• _Task requirements_:
Copy everything from the line containing "Segment every instance of the white long-sleeve" down to the line containing "204 96 L 210", both of those lines included, character for character.

• _Exercise materials_:
## Begin
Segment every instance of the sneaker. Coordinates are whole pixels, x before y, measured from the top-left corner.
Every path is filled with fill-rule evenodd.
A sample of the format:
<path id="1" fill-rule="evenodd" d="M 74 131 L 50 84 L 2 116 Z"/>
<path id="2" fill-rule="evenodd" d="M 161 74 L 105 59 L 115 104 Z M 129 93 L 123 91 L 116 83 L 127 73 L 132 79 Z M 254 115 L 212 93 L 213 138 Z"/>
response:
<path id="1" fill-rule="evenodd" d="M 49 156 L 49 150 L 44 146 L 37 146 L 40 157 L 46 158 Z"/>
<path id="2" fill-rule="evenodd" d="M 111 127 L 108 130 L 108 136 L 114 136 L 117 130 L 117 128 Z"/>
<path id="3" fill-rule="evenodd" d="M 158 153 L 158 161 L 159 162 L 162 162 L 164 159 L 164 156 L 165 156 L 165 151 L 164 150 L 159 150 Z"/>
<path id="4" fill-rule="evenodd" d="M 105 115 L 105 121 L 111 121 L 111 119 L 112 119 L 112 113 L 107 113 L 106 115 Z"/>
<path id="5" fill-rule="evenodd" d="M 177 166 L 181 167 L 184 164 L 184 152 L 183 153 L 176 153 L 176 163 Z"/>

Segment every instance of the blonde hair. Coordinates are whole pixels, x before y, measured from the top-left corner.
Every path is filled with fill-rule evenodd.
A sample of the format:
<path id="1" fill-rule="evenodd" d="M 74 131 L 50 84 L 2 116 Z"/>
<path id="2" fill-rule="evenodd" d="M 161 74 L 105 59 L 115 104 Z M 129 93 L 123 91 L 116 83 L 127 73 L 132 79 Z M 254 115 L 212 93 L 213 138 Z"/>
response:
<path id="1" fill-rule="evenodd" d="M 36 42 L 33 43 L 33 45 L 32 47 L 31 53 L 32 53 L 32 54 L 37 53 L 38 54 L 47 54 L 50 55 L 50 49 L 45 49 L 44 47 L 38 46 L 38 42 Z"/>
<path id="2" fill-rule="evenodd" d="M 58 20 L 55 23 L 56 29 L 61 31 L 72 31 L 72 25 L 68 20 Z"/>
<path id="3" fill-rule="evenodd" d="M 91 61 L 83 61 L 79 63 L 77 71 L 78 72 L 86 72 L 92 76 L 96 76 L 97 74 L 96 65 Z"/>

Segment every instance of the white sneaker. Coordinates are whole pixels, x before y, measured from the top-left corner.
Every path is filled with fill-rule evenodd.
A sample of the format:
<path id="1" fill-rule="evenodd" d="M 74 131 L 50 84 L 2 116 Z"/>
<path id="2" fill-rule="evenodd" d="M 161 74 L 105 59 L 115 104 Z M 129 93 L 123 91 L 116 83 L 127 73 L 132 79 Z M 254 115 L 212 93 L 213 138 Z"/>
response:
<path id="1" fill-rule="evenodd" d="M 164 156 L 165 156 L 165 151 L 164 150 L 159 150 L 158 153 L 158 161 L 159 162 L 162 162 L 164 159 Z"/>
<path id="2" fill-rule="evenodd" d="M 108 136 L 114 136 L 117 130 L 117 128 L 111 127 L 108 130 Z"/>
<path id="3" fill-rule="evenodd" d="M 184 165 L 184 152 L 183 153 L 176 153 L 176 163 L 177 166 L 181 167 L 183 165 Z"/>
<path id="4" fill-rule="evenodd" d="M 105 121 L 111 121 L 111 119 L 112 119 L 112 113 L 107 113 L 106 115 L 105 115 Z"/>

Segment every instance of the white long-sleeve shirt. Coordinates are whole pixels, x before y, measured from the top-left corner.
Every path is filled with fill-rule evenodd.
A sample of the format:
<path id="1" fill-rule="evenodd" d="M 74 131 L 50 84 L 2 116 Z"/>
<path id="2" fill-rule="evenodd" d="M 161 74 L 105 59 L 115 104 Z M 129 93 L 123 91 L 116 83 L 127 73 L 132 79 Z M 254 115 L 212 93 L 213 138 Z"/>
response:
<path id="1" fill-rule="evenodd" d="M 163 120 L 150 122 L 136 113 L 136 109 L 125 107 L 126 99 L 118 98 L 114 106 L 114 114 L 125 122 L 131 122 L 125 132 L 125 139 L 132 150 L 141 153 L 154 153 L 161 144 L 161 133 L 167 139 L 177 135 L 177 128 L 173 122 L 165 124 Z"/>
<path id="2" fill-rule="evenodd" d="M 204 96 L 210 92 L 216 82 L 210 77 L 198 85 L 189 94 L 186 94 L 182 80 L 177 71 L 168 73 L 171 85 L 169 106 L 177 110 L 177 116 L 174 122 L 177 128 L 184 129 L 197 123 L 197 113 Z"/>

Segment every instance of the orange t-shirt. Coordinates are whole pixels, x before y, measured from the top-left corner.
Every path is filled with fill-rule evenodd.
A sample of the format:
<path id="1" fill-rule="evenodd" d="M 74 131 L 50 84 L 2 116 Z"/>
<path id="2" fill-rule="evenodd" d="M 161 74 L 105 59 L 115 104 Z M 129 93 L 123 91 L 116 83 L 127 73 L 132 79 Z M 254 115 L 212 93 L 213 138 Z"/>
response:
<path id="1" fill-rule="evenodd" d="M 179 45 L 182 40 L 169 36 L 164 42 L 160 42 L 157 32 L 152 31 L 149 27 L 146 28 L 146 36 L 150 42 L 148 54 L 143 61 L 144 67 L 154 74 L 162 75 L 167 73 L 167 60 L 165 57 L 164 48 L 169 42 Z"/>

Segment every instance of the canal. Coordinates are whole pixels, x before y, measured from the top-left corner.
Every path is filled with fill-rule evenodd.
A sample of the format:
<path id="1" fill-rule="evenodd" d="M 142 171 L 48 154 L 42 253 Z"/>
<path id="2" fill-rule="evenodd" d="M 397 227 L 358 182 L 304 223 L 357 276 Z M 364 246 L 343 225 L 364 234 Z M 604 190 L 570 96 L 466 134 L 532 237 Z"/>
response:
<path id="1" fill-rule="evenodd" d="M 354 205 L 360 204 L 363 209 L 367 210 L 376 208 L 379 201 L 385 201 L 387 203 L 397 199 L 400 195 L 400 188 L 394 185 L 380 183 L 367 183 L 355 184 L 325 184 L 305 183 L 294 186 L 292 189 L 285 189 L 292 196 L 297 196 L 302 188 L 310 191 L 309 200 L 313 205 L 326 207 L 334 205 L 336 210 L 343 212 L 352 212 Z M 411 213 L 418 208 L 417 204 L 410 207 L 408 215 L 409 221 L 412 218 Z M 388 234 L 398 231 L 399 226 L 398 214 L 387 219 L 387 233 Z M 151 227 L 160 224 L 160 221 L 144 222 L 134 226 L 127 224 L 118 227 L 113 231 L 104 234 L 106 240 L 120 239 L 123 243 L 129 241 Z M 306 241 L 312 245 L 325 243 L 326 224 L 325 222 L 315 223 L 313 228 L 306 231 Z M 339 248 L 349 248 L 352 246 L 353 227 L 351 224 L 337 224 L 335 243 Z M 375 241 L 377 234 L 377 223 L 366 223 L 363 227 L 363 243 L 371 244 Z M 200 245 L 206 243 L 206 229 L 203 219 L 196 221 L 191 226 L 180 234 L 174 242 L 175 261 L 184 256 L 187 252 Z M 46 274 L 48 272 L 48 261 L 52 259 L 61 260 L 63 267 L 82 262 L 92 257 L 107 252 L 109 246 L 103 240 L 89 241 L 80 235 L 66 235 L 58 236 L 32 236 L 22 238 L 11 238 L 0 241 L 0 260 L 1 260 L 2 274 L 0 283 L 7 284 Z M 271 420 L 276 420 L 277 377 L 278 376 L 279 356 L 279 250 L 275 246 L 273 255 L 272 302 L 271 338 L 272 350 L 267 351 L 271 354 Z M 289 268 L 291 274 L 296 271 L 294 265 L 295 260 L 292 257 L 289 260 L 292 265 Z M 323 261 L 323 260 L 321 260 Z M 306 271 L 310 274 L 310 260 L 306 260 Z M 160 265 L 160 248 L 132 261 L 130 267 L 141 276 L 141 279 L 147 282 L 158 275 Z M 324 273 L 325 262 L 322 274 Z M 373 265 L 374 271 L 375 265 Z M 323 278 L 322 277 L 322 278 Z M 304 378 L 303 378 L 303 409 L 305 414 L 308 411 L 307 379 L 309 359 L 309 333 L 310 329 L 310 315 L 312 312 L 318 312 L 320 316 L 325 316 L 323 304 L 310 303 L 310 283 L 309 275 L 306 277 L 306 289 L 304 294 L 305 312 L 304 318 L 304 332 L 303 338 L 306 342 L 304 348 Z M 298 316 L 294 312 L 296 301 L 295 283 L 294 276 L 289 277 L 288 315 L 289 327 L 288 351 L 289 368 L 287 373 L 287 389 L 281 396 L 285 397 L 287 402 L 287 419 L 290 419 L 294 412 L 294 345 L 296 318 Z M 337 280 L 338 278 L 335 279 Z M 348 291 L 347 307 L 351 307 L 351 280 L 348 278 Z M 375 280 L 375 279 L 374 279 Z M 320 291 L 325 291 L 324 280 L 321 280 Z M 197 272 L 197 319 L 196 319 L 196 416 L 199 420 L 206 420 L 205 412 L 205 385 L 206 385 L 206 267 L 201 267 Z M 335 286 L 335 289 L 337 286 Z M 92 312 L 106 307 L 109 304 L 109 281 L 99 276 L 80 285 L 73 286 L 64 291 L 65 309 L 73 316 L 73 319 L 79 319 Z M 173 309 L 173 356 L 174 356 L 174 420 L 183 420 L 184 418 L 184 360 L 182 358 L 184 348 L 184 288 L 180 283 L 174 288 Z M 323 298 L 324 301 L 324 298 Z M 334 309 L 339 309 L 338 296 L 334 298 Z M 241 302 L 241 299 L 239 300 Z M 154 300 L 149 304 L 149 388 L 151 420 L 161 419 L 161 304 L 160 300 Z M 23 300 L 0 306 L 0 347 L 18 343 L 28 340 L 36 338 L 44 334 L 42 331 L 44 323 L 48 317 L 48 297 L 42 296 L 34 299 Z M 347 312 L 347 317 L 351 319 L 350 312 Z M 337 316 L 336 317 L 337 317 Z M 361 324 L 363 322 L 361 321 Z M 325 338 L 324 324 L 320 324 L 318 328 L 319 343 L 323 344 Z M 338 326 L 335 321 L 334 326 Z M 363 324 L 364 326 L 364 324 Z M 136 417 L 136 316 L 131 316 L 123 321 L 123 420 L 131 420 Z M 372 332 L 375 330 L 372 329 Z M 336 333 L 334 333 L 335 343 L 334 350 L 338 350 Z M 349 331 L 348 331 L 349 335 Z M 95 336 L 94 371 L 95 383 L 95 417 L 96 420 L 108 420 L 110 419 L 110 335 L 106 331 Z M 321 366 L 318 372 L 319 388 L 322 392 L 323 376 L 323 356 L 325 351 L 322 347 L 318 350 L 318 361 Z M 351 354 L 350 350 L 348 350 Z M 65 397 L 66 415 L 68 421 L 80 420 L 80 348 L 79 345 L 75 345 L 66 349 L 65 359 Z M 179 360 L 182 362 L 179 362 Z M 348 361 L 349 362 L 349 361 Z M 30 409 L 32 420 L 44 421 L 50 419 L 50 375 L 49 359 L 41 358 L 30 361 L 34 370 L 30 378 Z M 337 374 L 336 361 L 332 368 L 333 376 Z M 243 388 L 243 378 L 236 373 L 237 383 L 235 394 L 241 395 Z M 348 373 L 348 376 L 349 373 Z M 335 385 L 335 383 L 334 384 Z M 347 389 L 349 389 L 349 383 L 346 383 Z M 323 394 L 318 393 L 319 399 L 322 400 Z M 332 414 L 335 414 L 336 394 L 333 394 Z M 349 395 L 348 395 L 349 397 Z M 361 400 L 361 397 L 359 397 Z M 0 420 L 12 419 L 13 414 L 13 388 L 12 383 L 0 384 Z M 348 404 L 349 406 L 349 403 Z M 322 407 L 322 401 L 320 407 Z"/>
## End
• _Output of the task_:
Segment every instance of the white long-sleeve shirt. Coordinates are whole pixels, x before y, measured from the top-left corner.
Every path is filled with fill-rule evenodd.
A sample of the format:
<path id="1" fill-rule="evenodd" d="M 74 131 L 50 84 L 2 116 Z"/>
<path id="2" fill-rule="evenodd" d="M 161 74 L 105 59 L 115 104 Z M 129 93 L 123 91 L 116 83 L 127 73 L 132 79 Z M 254 115 L 212 93 L 213 138 Z"/>
response:
<path id="1" fill-rule="evenodd" d="M 163 120 L 150 122 L 136 113 L 136 109 L 125 107 L 126 99 L 118 98 L 114 106 L 114 114 L 125 122 L 131 122 L 125 132 L 125 139 L 132 150 L 141 153 L 154 153 L 161 144 L 161 133 L 167 139 L 177 135 L 177 128 L 173 122 L 165 124 Z"/>
<path id="2" fill-rule="evenodd" d="M 204 96 L 210 92 L 216 82 L 210 77 L 198 85 L 189 94 L 186 94 L 182 80 L 177 71 L 168 73 L 171 85 L 169 106 L 177 110 L 177 116 L 174 122 L 177 128 L 184 129 L 197 123 L 197 113 Z"/>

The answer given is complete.